*** GIVEN PASSAGE
Neil and I acted as “Cumis” counsel and successfully sought a “temporary” restraining order against the carrier (which got extended and lasted over six months), whereby the carrier was restrained from not tendering defense counsel to these GI doctors.

The uncertainty of insurance coverage assisted with closing out many of the thousands of pending cases against the GI doctors for costs (which as a result were not reportable to the NPI database). Neil mentored me, and in his final days, Neil showed me a path to live a better stress-free life.

Having more and more confidence, I started my own law firm in 2014 — the Garg Law Firm.  I still focused on healthcare, despite having that lurking feeling of wanting to only help individuals. But, this time, I also had 10 car accident matters to work on. I was a one person shop. I was the lawyer, paralegal, legal assistant, receptionist and the janitor.
******
*** COLLECTED MATERIAL
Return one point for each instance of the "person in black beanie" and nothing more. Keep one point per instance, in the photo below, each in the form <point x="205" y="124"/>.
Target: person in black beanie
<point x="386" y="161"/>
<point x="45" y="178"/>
******
PROBLEM TO WORK ON: Change every "carrier" to "insurer" in the law-practice passage, beginning at the words "Neil and I acted" and stopping after "these GI doctors.". The material has no relation to the law-practice passage.

PROBLEM SOLUTION:
Neil and I acted as “Cumis” counsel and successfully sought a “temporary” restraining order against the insurer (which got extended and lasted over six months), whereby the insurer was restrained from not tendering defense counsel to these GI doctors.